'''

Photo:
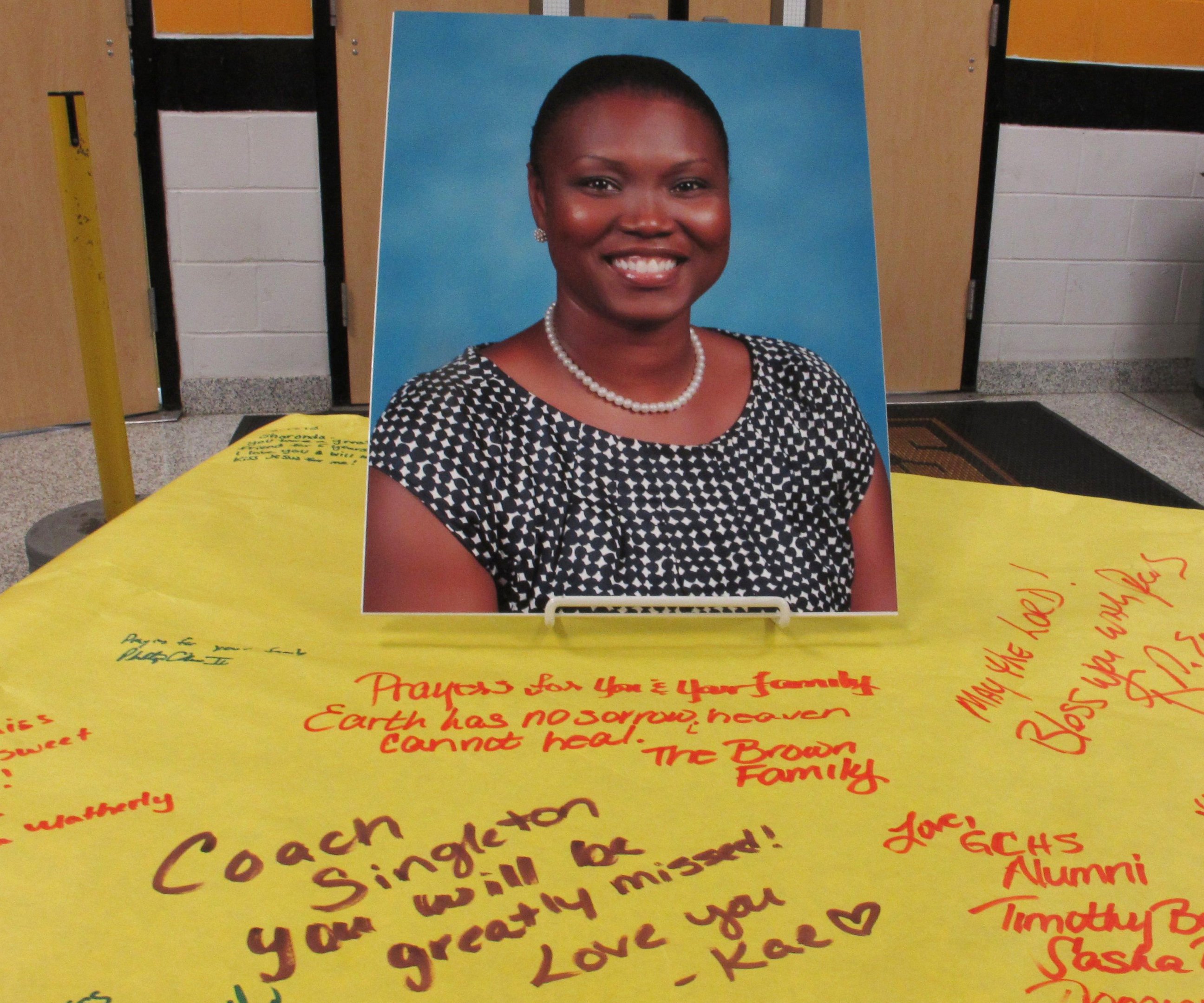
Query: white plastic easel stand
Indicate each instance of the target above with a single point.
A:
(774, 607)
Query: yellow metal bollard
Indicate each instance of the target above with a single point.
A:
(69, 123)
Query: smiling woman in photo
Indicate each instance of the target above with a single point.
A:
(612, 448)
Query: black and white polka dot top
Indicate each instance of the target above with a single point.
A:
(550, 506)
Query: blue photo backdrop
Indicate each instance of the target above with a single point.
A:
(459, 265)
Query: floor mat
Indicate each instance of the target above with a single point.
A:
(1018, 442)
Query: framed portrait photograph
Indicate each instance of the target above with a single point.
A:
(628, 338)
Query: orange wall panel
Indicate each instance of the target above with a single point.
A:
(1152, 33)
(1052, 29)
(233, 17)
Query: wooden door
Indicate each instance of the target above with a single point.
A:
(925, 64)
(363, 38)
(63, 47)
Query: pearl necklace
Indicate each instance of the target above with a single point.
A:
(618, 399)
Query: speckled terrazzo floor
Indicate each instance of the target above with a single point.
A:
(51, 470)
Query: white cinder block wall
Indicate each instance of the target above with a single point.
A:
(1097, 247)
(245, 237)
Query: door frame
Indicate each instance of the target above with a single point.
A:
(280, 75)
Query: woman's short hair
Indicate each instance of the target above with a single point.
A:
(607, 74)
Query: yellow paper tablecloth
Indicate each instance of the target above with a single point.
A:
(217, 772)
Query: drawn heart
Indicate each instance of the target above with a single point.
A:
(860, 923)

'''

**Task prompt:**
Copy out the records above in full, exactly as written, but not the pictures.

**Task response:**
Photo:
Query: white plastic easel stand
Indicate each instance of the target above with a single point.
A:
(774, 607)
Query: yellow metal bollard
Indicate each instance of the target above with a single point.
A:
(69, 123)
Query: smiling woman in photo
Indicate each instance of the target above with a single point.
A:
(612, 448)
Query: black and white polka dot top
Indicate each instance of the target above with a single point.
A:
(550, 506)
Query: blue photo backdrop
Indicate each instance of the target above with a single point.
A:
(459, 265)
Query: floor mat
Indicate each instance of the target above with a single point.
A:
(1018, 442)
Query: framed portrait photograph
Indicate each instance of the target above with a single point.
A:
(628, 338)
Query: orange wall panel
Indicate each instance of the target above with a single point.
A:
(1152, 33)
(1052, 29)
(233, 17)
Query: wooden door
Indicate each instance of the target above with a single point.
A:
(925, 64)
(363, 38)
(63, 47)
Query: pearl necklace
Indicate each instance of the target above with a single point.
A:
(618, 399)
Query: speckled terrazzo floor
Indicate each instance of the target above with a single point.
A:
(51, 470)
Query: white cinder block wall
Indicate each instance of the target above with a single point.
A:
(1097, 247)
(245, 237)
Query: door frame
Indicate each instance of the target above with a single point.
A:
(280, 75)
Query: woman's short hair
Indicate each instance of the target above with a single point.
A:
(607, 74)
Query: yellow paper tablecloth
Indicate each instance of the target above with a single point.
A:
(217, 772)
Query: drawn heart
Indicate each instance of the target above with a single point.
A:
(860, 923)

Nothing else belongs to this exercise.